• QUESTIONS ON THE MATERIAL:
1. Set down the police-stop story word for word in the stretch from "Mais oui, I" through "for my hairdresser.".
2. Pick up the police-stop story after its last sentence and keep it going.

• GIVEN PASSAGE:
============

I have no idea why I’m not in jail right now. It was a close shave, it really was.
I was walking down the street at about 6.15 on Friday evening, when I noticed a police car driving slowly towards me. It pulled up to the kerb, and I experienced a small frisson of excitement as a 20-something policeman leapt smartly from the car and bounded up onto the sidewalk. I was brought up to believe that the police were on my side, and, as a frequently demonstrating student in the 60’s and 70’s never felt able to yell “pigs” at them like the rest of my friends. I lost some street cred thereby, but…
Which is my way of saying that I was perfectly prepared to help this policeman if I could. He looked me sternly in the eye (he wasn’t very tall).
“Ma’am, were you at the Citgo station earlier today?”
He must have noticed my blank expression (I was trying to remember which of the many local gas stations was the Citgo) because he pointed in a westerly direction, and said “The one on the corner of the Post Road and Pine Creek.”
Mais oui, I admitted. I had been there at around 12.30 earlier that day, walking through the forecourt as a shortcut to my hairdresser’s where I had a 12.30 appointment. My women readers will understand that no matter how late I may be for other less important events like plane trips and oil changes, I wouldn’t dare be late for my hairdresser.

============

• DATA SECTION:
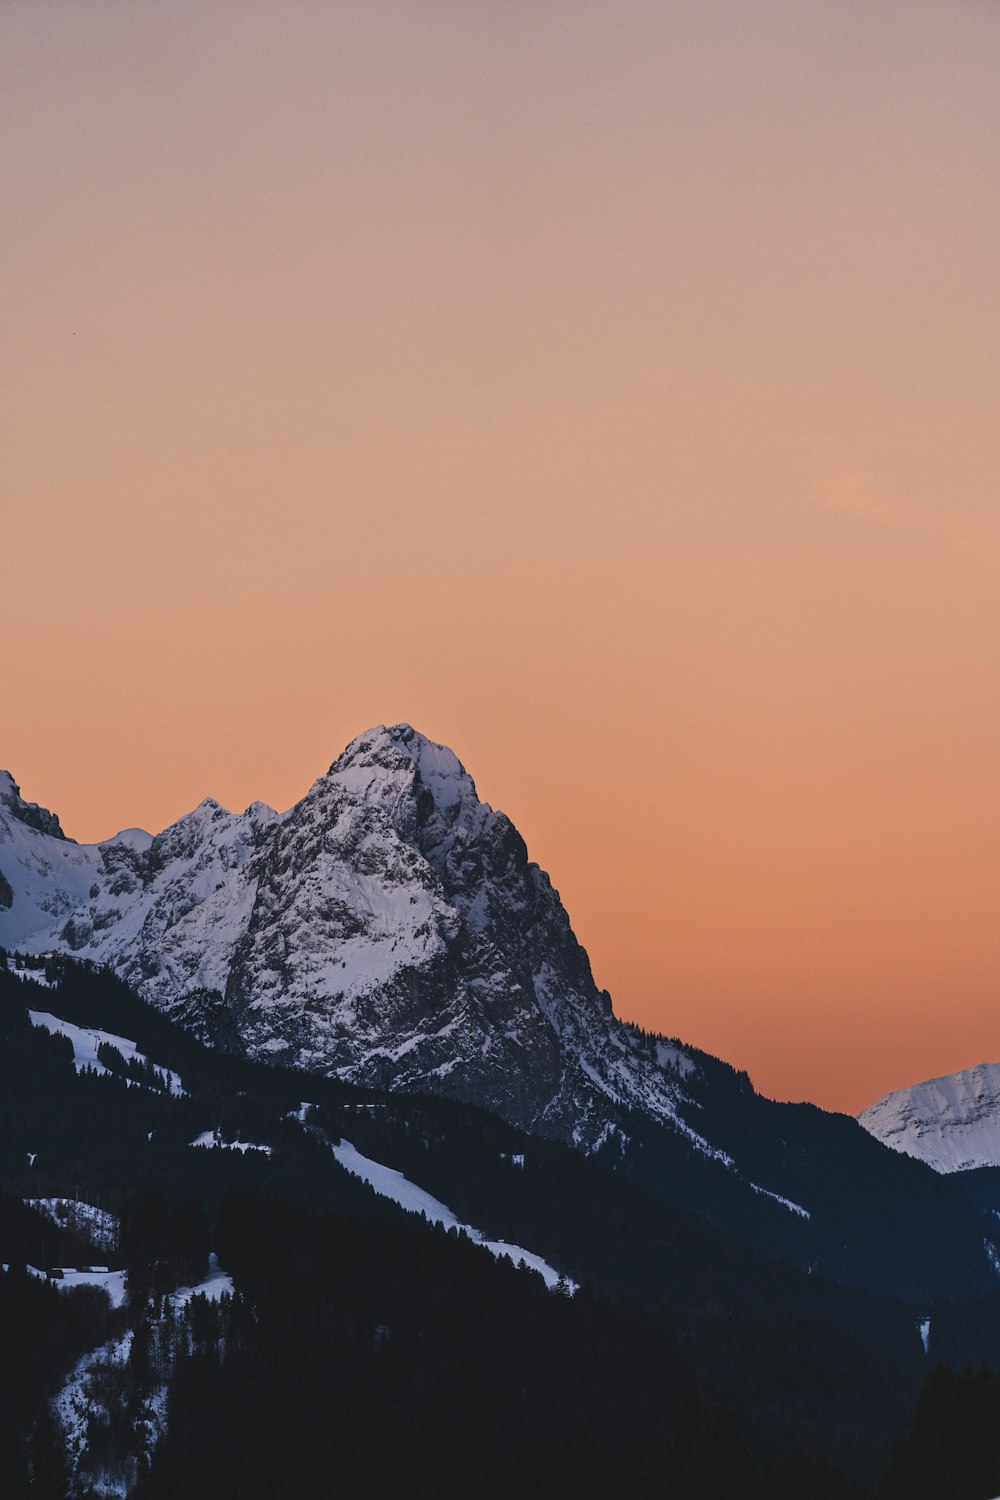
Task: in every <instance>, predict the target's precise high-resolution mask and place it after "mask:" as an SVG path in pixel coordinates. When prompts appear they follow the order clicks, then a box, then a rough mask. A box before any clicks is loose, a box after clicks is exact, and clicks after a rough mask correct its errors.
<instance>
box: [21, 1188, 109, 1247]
mask: <svg viewBox="0 0 1000 1500" xmlns="http://www.w3.org/2000/svg"><path fill="white" fill-rule="evenodd" d="M24 1206H25V1208H28V1209H34V1211H36V1212H37V1214H43V1215H45V1218H48V1220H51V1221H52V1224H58V1226H60V1229H69V1230H72V1232H73V1233H75V1235H82V1236H84V1238H85V1239H88V1241H90V1242H91V1244H93V1245H96V1247H97V1248H99V1250H103V1251H112V1250H115V1248H117V1245H118V1227H120V1226H118V1220H117V1218H115V1215H114V1214H108V1211H106V1209H97V1208H94V1205H93V1203H81V1202H78V1200H76V1199H25V1200H24Z"/></svg>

============

• RESPONSES TO THE EXERCISE:
1.
Mais oui, I admitted. I had been there at around 12.30 earlier that day, walking through the forecourt as a shortcut to my hairdresser’s where I had a 12.30 appointment. My women readers will understand that no matter how late I may be for other less important events like plane trips and oil changes, I wouldn’t dare be late for my hairdresser.

2.
I explained this to the policeman, who began to look a bit distracted after a few minutes of my clarifications. He cut me off suddenly.
“Do you smoke?”
“Not for 40 years,” I said, wondering whether he was going to offer me a cigarette.
The policeman didn’t offer me a cigarette, nor did he look particularly convinced.
“Would you like to sniff my coat?” I asked. “If I smoked you’d be able to tell.” I was trying to be helpful. He shook his head.
“I need to see your ID, please. The point is, that a woman matching your description was seen stealing a packet of cigarettes from that very same gas station at about 12.40 today.”
I opened my mouth to explain again about the 12.30 appointment and the hair but he suddenly changed his interrogation tactics.
“Where do you live?” he asked.
I pointed down the street.
“Paul Place,” I said.
“Oh, ho,” he said, or he would have if he’d had proper training. “That’s pretty close to that gas station.”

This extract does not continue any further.